== Document text ==
These homemade chocolate raspberry cups are the most delicious treat. Dark chocolate and raspberries blend perfectly to give this dessert the most amazing flavour and you will love that they only take a few minutes of hands on time to make.
Why you will love this recipe:
- These dark chocolate raspberry cups taste amazing! Rich in dark chocolate and filled with a sweet raspberry filling.
- Even though this recipe is made from scratch it is so simple and easy to make and comes together in just a few minutes.
- This homemade dessert is refined sugar free.
- These chocolate cups freeze really well and can be stored for later.
- This dessert can be eaten anytime and are is perfect for Valentine's Day, Mother's Day, Easter and other special occasions like baby showers and bridal showers.
- This healthy no bake dessert is dairy free, vegan and paleo.
- Kids love this dessert!
Taste and texture:
These chocolate filled raspberry cups have a delicious melt in your mouth dark chocolate outer layer, with a nice sweet creamy raspberry filling. This dessert is sweet, but not too sweet thanks to the rich dark chocolate.
Key Ingredients and substitutions:
- Coconut oil: to give the chocolate a melt in your mouth texture, without any dairy!
- Honey: to add the perfect amount of sweetness to this dessert while keeping it refined sugar free. You can swap this for maple syrup.
- Cacao powder: to give it that nice and rich dark chocolate flavour. You can use cocoa powder instead.
- Fresh raspberries: to make the beautiful raspberry filling for these chocolate cups.

== Tasks to complete ==
[A] Write out the stretch of the chocolate raspberry cups recipe from "- Kids love" through "rich dark chocolate.", switching "dark chocolate" to "milk chocolate".
[B] According to the chocolate raspberry cups recipe, what can be used in place of honey?
[C] Write the next part of the chocolate raspberry cups recipe, picking up after its final line.

== Records shown ==
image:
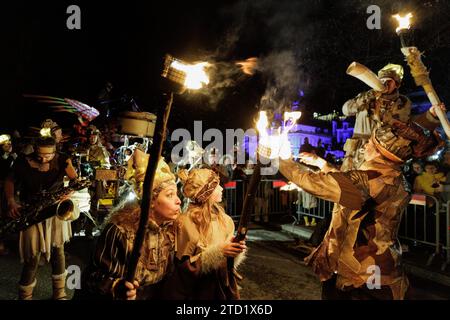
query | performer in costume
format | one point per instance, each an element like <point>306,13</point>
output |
<point>373,109</point>
<point>204,241</point>
<point>362,237</point>
<point>44,170</point>
<point>104,278</point>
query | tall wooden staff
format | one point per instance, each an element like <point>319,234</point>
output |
<point>155,154</point>
<point>182,76</point>
<point>418,69</point>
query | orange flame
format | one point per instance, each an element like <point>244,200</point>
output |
<point>196,76</point>
<point>249,65</point>
<point>403,22</point>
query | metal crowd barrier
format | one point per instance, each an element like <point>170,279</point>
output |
<point>415,221</point>
<point>316,208</point>
<point>269,200</point>
<point>447,238</point>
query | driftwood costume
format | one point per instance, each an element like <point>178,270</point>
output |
<point>201,268</point>
<point>373,109</point>
<point>115,245</point>
<point>365,219</point>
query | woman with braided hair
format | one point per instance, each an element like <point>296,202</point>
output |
<point>204,242</point>
<point>105,277</point>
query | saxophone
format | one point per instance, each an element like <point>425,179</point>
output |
<point>45,205</point>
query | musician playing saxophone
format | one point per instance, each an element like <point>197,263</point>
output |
<point>43,170</point>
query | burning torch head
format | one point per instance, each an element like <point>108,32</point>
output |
<point>391,71</point>
<point>184,76</point>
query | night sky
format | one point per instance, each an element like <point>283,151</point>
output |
<point>303,46</point>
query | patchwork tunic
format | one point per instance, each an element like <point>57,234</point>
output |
<point>201,268</point>
<point>365,220</point>
<point>113,252</point>
<point>372,111</point>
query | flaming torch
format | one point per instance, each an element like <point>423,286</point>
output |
<point>183,76</point>
<point>418,69</point>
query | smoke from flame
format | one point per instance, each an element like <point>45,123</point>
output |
<point>403,22</point>
<point>249,65</point>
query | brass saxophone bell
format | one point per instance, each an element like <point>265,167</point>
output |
<point>65,210</point>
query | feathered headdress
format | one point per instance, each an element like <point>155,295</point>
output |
<point>84,112</point>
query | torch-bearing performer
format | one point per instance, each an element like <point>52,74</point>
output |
<point>418,70</point>
<point>379,106</point>
<point>359,257</point>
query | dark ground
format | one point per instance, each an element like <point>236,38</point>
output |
<point>273,270</point>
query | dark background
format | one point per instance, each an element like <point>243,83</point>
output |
<point>306,46</point>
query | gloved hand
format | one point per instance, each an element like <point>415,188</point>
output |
<point>312,159</point>
<point>274,147</point>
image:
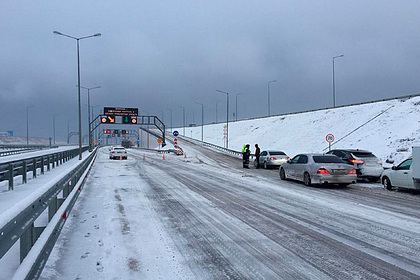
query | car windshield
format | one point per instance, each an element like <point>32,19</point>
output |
<point>277,154</point>
<point>363,154</point>
<point>327,159</point>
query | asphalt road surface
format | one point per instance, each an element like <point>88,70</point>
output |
<point>219,221</point>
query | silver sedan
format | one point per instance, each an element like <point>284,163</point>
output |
<point>318,169</point>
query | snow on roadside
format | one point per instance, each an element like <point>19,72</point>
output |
<point>389,135</point>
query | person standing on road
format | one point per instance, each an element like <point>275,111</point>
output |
<point>257,155</point>
<point>245,156</point>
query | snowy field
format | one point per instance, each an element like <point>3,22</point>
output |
<point>389,129</point>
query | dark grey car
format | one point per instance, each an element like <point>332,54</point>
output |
<point>367,165</point>
<point>318,169</point>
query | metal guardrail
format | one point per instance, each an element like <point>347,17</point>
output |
<point>21,146</point>
<point>21,227</point>
<point>15,151</point>
<point>9,170</point>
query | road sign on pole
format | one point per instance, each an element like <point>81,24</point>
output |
<point>329,138</point>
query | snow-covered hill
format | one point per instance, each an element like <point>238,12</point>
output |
<point>388,128</point>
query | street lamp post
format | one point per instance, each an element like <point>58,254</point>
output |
<point>78,83</point>
<point>236,109</point>
<point>217,102</point>
<point>148,119</point>
<point>183,119</point>
<point>95,137</point>
<point>268,93</point>
<point>334,78</point>
<point>54,127</point>
<point>27,124</point>
<point>170,110</point>
<point>227,117</point>
<point>202,120</point>
<point>89,126</point>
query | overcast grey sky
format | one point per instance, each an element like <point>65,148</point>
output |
<point>155,55</point>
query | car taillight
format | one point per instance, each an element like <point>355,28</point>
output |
<point>323,171</point>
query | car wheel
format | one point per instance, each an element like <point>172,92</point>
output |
<point>387,183</point>
<point>282,174</point>
<point>306,179</point>
<point>373,179</point>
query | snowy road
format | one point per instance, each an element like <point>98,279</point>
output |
<point>205,217</point>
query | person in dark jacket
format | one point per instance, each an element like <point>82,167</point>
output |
<point>245,156</point>
<point>257,155</point>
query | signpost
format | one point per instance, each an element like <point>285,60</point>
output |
<point>329,138</point>
<point>133,112</point>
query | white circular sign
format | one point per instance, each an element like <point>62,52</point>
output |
<point>329,138</point>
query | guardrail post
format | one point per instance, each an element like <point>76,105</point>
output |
<point>28,239</point>
<point>42,165</point>
<point>34,168</point>
<point>48,163</point>
<point>11,177</point>
<point>52,208</point>
<point>24,173</point>
<point>26,242</point>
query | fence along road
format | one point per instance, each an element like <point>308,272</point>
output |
<point>59,192</point>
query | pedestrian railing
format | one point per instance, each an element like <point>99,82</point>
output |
<point>36,243</point>
<point>9,170</point>
<point>228,151</point>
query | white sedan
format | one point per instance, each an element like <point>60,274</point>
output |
<point>399,176</point>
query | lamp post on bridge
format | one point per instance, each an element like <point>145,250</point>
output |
<point>78,82</point>
<point>334,78</point>
<point>268,93</point>
<point>227,116</point>
<point>27,124</point>
<point>202,120</point>
<point>89,127</point>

== Answers to the exercise ==
[A]
- Kids love this dessert!
Taste and texture:
These chocolate filled raspberry cups have a delicious melt in your mouth milk chocolate outer layer, with a nice sweet creamy raspberry filling. This dessert is sweet, but not too sweet thanks to the rich milk chocolate.

[B] Maple syrup.

[C]
- Coconut butter or manna: to help make the raspberry cream filling even more creamy. Coconut butter is the same as coconut manna and coconut cream concentrate so you can use whichever one you can find. Coconut cream concentrate is often found in the Asian section of grocery stores, while coconut butter or coconut manna can sometimes be found in the gluten free or organic section of grocery stores.
How to make this recipe:
Step one:
First, in a bowl, stir together the chocolate ingredients until they are smooth.
Step two:
Then add about 2 tablespoons of the chocolate mix to each silicone muffin cup. Freeze them for 20 minutes.
Step three:
Next, make the raspberry layer and spoon a little onto each chocolate. Cover in the remaining chocolate and freeze for another 45 minutes.
Step four:
Remove them from the freezer and enjoy!
Tips and variations:
- I recommend using silicone muffin cups to make these - they ensure the chocolate doesn't stick and pops out easily.
- You can use either honey or maple syrup to sweeten these.
- If you don't have cacao powder, use cocoa powder instead.
- Coconut butter, coconut manna and coconut cream concentrate are all the same thing, so use whichever one you have on hand.
- To make this recipe vegan: use maple syrup instead of honey.
How to store:
I recommend storing these chocolate raspberry cups in the freezer. If you leave them out too long they will start to melt.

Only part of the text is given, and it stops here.